■ TESTO DI LETTURA
• • • • • • •
Pubblicato su Politica Domani Num 35 - Aprile 2004

Riforma del mercato del lavoro
Legge Biagi
Intervista al prof. Franco Liso

di Fabio Antonilli

È stato varato il testo definitivo della cosiddetta Legge Biagi, dal nome del professore di diritto del lavoro ucciso dalle BR, collaboratore del ministro.
Abbiamo intervistato sulla legge Biagi il prof. Franco Liso, ordinario di Diritto del Lavoro presso la Facoltà di Scienze Politiche, Università "la Sapienza" di Roma.

Cosa pensa della legge Biagi di riforma del mercato del lavoro?
È una legge molto complessa della quale ci sono molti aspetti da valutare. Innanzitutto la redazione tecnica, che a mio giudizio è pessima: 86 articoli che creano anche grossi problemi interpretativi, non si era mai vista una legge così! Prima, però, c'è da sperare che l'autonomia collettiva riesca ad intervenire in modo da chiarire le molte incertezze che la legge presenta. Ci sono, infatti, molti istituti che non si capisce come siano disciplinati, come, per esempio, il lavoro intermittente ed il lavoro ripartito, in questi casi gli accordi collettivi potrebbero definirli.

Quali sono i punti della riforma che più clamorosamente creano precarietà?
I lavoratori vengono danneggiati, come prima cosa, dalla filosofia che è sottesa a questa legge la quale assume che questi, da soli, possano convenire con il datore determinati aspetti contrattuali. Insomma si promuove maggiormente la contrattazione individuale anziché quella collettiva, percorso dal quale il più danneggiato risulterà essere il lavoratore che, invece, dalla contrattazione collettiva avrebbe potuto trarre maggiori vantaggi. Ma anche su un altro versante c'è un indebolimento della posizione del lavoratore: riguarda proprio l'autonomia collettiva, che dovrebbe avere un più grosso potere. Non essendo previsto che questa intervenga necessariamente su determinati aspetti, la legge prevede che, in questi casi, a sopperire al vuoto intervenga il ministro in maniera unilaterale.

Anche altre leggi prevedono che, nel caso in cui non intervenga la contrattazione collettiva, sarà un atto ministeriale a definire gli aspetti non risolti. Qui la novità dov'è?
• • • • • • •
■ OBIETTIVO DEL COMPITO
Nell'intervista sulla legge Biagi, di quanti articoli si compone la legge secondo il prof. Franco Liso? I record non servono per svolgere il compito.

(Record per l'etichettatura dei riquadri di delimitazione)
• • • • • • •
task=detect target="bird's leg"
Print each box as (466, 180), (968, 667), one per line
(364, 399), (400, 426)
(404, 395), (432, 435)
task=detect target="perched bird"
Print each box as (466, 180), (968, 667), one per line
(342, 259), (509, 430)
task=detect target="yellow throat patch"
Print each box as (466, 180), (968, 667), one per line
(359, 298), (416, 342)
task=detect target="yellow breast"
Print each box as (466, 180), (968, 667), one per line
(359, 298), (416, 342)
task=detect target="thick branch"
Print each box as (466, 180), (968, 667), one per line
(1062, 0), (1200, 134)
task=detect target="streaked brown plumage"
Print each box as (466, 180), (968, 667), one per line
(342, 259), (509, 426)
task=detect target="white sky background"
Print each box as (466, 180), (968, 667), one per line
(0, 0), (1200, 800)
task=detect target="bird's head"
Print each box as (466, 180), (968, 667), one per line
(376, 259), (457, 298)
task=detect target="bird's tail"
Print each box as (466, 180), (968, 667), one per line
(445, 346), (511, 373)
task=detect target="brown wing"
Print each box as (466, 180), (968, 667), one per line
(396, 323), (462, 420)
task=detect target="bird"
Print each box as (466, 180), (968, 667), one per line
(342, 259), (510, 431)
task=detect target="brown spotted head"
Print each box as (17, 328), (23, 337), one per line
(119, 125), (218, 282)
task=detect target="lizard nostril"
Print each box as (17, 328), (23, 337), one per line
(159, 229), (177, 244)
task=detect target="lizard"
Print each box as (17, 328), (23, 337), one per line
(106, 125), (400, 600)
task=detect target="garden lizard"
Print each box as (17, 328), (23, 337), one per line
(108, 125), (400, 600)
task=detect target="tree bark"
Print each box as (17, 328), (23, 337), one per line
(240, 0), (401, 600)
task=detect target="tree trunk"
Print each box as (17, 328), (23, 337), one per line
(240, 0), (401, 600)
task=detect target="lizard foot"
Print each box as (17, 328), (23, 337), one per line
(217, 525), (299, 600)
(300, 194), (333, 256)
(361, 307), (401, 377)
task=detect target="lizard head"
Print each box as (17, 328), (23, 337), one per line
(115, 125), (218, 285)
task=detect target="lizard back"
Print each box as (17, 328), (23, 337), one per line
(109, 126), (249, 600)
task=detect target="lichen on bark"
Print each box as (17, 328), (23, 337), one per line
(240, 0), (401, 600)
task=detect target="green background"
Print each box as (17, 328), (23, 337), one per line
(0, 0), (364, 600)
• • • • • • •
■ SOLUZIONE PROPOSTA
La legge si compone di 86 articoli.